● **PROVIDED PASSAGE**:
++++++

So now im making a rag app , and im so confused If I should use the OpenAI Assistant API or the old vector db + langchain for my app , I expect pdf files to be uploaded for my bot , Can someone tell me based on trial and error which is better and why
The advantage of using the assistants API is that you take a file, provide it to the assistant and can immediately start your RAG application.
The advantage of building your own RAG from the ground up is that you have control over the quality of the retrieval. You decide about the size of the chunks, how you are selecting the best matches based on the user query and how many results you provide to the model, in which order etc… you are also in control of the costs and can manage the number of times the database is queried and how many input tokens are supplied to the model.
This means there is no one size fits all answer and you should experiment with what matches your use case.
Hmm I see , can I hear you opinion about assistant api ? I’m not sure if I understood the pricing correctly but do I pay daily for already stored files?
From the docs:
If you enable retrieval for a specific Assistant, all the files attached will be automatically indexed and you will be charged the $0.20/GB per assistant per day.
But I believe the issue will be that if the model starts querying the knowledge files and adding additional context to the user query that you will pay a lot more for input tokens each turn o the conversation.
I recently had a conversation where things with the assistant retrieval got very costly very quick as the model added thousands of tokens to each turn of the conversation regardless.
So my best advice for using the assistants API is to focus your attention on both: the quality of the answers based on the retrieval and the overall costs for using the stock solution.
Then you can make an informed decision which way to go. If you are just entering this area then it’s generally good advice to build your own RAG anyways so that you get a better grip on what to expect at what costs.
More in this conversation:
Having now implemented a similarity threshold for my search results, my RAG search is even more efficient and the gap is even wider.
Consider Assistants API to be a beta product with some way to go I suspect … (but packaging up functionality in that way is a totally reasonable goal).
Assitants api has a file limit and can quickly not work if you have good amount of uploads
At the moment I prefer using a vector database myself, you have more control and cheaper in my POV. For instance, by using a vector database you can prefilter what you want it to look at, wheras that is difficult t with the assistants.
There’s probably a place for both.
I am using Assistants to process incoming emails, which have attachments that need to be evaluated as well. Being able to create a trhead - add the attachment and ‘go’ is great. The document is then uploaded somewhere else (or not, depending on the assistant outcome) - and can then be discarded in OpenAI as well.
I mostly have those type of ‘incoming’ non-static documents. So for that purpose the Assistant model is great.
One thing that is missing for me here;
Re-ranker. If OpenAI would create and give an option to use a cheap and fast reranker together with top-N limits for their RAG, I would not have to work on a personal implementation.

++++++

(Collected data)
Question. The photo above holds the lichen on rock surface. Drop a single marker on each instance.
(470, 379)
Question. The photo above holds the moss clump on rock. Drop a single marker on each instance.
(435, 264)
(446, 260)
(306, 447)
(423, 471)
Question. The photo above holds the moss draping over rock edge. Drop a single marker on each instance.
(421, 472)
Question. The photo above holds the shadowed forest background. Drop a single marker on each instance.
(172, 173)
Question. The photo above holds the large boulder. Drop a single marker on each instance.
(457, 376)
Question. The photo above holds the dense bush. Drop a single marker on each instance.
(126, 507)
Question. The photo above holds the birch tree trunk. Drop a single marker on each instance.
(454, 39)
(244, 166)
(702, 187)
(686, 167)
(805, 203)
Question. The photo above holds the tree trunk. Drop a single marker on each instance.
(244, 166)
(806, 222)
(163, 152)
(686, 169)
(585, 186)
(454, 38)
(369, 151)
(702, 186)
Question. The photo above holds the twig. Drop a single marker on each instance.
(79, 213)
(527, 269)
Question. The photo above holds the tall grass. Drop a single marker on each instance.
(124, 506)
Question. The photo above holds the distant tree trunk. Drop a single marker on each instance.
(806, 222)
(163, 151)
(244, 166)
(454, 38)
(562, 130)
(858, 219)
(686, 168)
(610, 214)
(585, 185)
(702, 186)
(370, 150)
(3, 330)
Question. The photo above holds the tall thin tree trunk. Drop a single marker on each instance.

++++++

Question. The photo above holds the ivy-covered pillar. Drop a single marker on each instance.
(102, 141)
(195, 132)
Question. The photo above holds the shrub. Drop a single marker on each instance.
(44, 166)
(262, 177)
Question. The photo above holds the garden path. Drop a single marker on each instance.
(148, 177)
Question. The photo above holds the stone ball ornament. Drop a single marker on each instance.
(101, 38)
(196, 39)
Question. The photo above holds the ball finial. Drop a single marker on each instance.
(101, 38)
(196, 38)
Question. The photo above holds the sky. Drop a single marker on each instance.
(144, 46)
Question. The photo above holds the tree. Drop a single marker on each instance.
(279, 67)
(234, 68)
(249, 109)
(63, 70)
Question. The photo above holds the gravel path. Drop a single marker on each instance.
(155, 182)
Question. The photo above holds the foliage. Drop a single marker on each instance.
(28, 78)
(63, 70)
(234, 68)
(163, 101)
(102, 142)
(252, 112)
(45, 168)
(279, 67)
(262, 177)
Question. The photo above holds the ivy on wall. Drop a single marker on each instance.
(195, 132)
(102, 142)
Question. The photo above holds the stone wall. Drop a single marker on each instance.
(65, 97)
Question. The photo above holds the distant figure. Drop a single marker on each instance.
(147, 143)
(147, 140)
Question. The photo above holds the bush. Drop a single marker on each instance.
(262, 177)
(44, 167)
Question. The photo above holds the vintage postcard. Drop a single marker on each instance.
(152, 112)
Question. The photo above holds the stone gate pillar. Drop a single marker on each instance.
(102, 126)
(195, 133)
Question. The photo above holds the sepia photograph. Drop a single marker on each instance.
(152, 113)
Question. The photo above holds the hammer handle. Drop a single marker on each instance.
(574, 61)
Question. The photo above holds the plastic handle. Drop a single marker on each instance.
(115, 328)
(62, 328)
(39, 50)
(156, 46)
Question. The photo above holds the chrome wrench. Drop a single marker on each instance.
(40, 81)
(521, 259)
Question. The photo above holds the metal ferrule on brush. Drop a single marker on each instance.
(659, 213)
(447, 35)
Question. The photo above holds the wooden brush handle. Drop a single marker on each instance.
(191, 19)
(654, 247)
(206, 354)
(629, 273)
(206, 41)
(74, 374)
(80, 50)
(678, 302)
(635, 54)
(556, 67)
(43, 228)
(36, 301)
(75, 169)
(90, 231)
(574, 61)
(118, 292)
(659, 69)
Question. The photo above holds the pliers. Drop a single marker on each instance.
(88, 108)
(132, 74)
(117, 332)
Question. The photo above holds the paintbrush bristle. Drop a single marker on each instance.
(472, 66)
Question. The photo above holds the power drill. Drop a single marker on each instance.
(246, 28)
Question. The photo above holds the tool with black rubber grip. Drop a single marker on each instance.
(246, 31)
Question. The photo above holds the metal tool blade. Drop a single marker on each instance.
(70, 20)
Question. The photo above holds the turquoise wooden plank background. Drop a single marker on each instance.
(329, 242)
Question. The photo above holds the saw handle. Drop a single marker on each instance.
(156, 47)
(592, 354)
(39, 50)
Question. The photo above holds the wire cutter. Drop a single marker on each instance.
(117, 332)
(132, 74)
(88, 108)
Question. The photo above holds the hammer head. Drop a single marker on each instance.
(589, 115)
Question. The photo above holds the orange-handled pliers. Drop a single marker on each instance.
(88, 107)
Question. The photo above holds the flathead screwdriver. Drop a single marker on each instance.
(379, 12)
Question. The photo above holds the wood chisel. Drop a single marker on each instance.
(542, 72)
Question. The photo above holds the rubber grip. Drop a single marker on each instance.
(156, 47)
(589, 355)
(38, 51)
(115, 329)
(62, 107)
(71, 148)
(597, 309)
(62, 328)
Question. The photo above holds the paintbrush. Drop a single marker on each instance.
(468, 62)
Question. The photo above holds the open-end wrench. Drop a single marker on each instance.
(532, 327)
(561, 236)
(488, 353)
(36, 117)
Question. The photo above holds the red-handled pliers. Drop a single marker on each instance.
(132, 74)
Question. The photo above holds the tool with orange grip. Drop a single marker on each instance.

++++++

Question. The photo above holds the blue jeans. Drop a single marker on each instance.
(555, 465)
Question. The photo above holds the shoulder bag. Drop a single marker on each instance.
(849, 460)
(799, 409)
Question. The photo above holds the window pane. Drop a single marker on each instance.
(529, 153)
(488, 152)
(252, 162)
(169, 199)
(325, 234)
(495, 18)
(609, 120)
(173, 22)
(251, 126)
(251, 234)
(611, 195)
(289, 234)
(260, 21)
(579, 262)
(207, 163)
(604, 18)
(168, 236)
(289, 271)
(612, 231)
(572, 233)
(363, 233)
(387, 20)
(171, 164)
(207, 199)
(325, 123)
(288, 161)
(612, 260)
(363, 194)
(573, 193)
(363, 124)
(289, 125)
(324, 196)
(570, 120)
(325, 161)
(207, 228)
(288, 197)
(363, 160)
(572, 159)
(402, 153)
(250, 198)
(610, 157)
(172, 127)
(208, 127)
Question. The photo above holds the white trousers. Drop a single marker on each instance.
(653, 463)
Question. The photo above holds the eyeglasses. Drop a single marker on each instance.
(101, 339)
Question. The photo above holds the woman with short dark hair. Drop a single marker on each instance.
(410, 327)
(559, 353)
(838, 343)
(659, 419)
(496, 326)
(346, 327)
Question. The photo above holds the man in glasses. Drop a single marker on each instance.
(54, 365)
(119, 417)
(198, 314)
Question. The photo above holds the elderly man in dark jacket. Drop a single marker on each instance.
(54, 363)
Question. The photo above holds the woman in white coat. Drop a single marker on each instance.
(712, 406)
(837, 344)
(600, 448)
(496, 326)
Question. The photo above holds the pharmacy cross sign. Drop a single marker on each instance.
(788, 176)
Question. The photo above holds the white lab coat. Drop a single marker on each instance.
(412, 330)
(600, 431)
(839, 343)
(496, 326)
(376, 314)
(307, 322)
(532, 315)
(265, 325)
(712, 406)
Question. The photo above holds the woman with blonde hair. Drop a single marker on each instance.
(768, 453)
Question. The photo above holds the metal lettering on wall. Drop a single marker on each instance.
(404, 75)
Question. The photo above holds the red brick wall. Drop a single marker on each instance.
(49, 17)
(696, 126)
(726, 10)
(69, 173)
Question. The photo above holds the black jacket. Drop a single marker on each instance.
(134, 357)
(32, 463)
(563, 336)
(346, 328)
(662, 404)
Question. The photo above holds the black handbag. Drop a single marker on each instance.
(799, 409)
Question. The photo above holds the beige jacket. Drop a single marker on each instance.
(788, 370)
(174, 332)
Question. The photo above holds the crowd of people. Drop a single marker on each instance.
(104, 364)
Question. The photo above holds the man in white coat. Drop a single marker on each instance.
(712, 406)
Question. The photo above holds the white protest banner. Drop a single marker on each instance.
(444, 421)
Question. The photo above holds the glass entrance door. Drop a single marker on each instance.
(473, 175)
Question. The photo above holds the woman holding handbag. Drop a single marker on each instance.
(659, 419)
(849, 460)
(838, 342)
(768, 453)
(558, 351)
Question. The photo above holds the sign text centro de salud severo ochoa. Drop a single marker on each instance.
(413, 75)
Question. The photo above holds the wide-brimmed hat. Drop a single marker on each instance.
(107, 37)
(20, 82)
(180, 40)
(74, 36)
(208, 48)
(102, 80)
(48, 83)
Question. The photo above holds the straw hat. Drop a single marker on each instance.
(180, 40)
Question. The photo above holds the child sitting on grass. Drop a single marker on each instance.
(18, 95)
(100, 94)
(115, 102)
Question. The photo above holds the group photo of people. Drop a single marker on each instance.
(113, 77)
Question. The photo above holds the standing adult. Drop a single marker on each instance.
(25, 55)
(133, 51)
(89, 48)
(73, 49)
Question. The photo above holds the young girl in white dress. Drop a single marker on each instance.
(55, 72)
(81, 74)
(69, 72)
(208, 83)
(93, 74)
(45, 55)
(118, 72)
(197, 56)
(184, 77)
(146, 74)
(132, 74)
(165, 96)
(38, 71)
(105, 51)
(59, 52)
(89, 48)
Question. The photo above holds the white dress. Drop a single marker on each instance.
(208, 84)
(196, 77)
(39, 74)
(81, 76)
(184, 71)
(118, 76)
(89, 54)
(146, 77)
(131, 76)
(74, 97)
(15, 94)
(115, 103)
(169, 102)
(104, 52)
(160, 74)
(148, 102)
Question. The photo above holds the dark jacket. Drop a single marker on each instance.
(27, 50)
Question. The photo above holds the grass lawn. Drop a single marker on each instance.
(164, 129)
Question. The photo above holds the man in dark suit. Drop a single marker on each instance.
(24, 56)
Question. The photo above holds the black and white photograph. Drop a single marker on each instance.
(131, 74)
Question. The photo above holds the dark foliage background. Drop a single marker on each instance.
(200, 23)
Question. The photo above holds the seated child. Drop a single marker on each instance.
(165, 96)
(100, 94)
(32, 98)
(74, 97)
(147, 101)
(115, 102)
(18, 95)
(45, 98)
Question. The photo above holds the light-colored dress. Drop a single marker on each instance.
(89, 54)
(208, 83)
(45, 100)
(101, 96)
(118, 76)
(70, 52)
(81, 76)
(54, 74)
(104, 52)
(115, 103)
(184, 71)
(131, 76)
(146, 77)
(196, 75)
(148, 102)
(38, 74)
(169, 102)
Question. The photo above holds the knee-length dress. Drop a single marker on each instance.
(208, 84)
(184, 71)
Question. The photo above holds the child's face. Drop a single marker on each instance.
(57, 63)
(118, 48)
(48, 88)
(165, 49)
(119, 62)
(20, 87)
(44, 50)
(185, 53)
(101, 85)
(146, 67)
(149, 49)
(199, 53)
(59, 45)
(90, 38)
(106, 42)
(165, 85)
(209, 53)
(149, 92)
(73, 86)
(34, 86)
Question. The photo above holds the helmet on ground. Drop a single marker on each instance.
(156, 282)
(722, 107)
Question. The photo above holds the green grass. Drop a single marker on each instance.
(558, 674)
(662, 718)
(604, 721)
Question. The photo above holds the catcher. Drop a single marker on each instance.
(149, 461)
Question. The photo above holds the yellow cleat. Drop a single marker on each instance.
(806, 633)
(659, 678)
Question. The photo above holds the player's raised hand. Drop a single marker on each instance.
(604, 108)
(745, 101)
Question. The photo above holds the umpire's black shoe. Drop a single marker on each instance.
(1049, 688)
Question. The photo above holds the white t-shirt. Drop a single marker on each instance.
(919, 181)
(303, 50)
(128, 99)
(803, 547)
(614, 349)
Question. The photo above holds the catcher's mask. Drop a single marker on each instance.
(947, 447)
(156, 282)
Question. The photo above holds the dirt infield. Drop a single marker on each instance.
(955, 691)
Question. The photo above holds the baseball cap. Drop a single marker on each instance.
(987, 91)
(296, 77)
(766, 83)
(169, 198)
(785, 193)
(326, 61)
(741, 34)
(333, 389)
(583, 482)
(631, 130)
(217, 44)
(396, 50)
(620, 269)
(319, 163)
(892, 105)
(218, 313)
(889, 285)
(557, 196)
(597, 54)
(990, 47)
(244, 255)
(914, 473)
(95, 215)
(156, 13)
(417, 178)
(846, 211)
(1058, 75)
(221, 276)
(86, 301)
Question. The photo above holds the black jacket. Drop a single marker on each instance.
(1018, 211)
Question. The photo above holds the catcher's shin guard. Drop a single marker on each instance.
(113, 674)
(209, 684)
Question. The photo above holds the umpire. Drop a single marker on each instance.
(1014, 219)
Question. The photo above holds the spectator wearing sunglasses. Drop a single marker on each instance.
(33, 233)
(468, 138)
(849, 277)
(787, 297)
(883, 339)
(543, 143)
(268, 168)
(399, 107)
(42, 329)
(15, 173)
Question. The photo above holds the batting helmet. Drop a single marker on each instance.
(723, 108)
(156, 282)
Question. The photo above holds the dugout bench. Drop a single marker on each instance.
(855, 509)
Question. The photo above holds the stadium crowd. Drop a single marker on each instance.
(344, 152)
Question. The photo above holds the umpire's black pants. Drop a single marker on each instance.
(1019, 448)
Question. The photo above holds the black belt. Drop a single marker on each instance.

++++++

● **WHAT TO DO**:
Answer these questions about the thread on building a RAG app.
(a) According to the quoted docs, what rate is charged once retrieval is enabled for an Assistant?
(b) What did one poster implement for their search results that made their RAG search more efficient?
(c) What does one poster use Assistants to process?

● **SOLUTION TO THIS EXERCISE**:
(a) $0.20/GB per assistant per day.
(b) A similarity threshold.
(c) Incoming emails, including attachments that need to be evaluated.